#### PROVIDED TEXT
In [1]:
import numpy as np
import pandas as pd
import json
import urllib.request

In [2]:
pd.set_option('display.max_colwidth', 500)

## Pull data

In [3]:
limit = 500
source_url = (r'https://skiapp.onthesnow.com/app/widgets/resortlist?region=us'
              r'&regionids=429&language=en&pagetype=skireport&direction=-1'
              fr'&order=stop&limit={limit}&offset=30&countrycode=USA'
              r'&minvalue=-1&open=anystatus')

In [4]:
with urllib.request.urlopen(source_url) as url_file:
    station_data = url_file.read().decode()
    json_data = json.loads(station_data)

## json -> dataframe

In [12]:
station_df = pd.DataFrame.from_dict(json_data['rows'])

station_data_df = (station_df
                   .join(pd.DataFrame.from_dict(
                       station_df[['links']].to_dict()['links'])
                         .T)
                   .filter(items=['resort_name_short', 'weather'])
                   )
station_data_df.shape

# if we get as many station as requested, there could be more we didn't get
assert limit > station_data_df.shape[0]

In [6]:
def link_fixer(ser, year=2018):
    """creates correct links from relative links for different page."""
    base = 'https://www.onthesnow.com'
    tail = f'historical-snowfall.html?y={year}'
    ser2 = ser.str.replace(pat=r'weather.html', repl=tail)
    return base + ser2

In [13]:
station_data_df = (station_data_df
                   .assign(snow_link=link_fixer(station_data_df.weather))
                   .drop(columns='weather')
                  )

# save to disk
station_data_df.to_feather('../data/ots_station_links.feather')

#### INFORMATION
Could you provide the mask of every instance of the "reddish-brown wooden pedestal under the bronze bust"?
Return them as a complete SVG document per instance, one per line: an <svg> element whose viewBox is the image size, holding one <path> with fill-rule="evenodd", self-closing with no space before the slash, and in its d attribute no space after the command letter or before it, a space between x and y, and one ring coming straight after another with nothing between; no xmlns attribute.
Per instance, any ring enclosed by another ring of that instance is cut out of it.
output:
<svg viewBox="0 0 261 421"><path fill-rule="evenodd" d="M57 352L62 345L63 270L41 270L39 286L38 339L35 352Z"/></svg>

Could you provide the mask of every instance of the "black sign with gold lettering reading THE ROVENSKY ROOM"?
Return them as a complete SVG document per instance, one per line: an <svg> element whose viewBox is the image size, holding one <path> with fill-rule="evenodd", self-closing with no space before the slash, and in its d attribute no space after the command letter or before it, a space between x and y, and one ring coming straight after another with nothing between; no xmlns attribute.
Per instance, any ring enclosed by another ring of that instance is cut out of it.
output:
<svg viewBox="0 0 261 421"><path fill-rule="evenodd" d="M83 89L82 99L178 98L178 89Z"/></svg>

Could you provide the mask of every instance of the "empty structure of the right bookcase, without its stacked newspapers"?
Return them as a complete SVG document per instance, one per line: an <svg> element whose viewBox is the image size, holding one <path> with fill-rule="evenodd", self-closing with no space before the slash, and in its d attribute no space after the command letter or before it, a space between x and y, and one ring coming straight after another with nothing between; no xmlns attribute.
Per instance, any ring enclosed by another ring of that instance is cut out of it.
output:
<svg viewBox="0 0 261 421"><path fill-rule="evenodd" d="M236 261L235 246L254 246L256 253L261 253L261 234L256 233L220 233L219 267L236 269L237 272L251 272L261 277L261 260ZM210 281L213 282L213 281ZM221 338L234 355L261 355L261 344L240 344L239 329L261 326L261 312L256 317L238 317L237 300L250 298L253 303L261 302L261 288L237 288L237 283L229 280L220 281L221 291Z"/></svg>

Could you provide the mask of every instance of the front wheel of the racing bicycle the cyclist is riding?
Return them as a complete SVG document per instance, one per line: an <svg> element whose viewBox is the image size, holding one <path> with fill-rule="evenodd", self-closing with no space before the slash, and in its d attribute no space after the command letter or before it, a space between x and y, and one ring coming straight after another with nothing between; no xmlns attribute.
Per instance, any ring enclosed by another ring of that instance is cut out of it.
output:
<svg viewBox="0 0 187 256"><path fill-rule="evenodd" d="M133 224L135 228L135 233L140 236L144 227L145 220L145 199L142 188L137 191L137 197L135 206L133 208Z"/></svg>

--

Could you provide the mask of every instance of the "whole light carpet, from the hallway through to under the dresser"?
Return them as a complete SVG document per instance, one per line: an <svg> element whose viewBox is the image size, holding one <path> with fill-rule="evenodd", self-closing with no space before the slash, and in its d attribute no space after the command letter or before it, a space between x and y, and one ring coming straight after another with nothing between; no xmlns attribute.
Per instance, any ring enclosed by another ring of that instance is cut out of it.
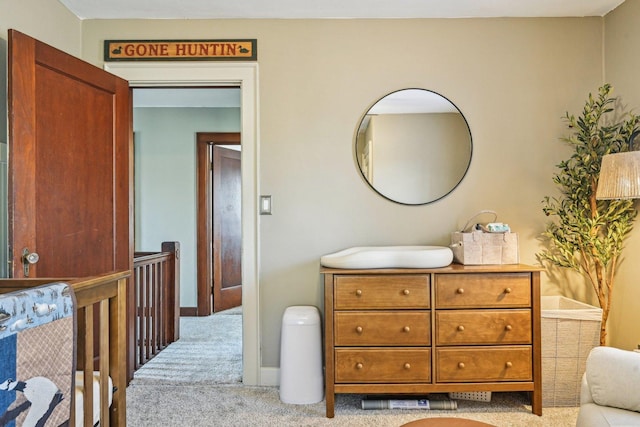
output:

#### TASK ITEM
Reproduce the stretch of the ski resort notebook above from "## Pull data" through "json_data = json.loads(station_data)", with no changes.

#### REPLY
## Pull data

In [3]:
limit = 500
source_url = (r'https://skiapp.onthesnow.com/app/widgets/resortlist?region=us'
              r'&regionids=429&language=en&pagetype=skireport&direction=-1'
              fr'&order=stop&limit={limit}&offset=30&countrycode=USA'
              r'&minvalue=-1&open=anystatus')

In [4]:
with urllib.request.urlopen(source_url) as url_file:
    station_data = url_file.read().decode()
    json_data = json.loads(station_data)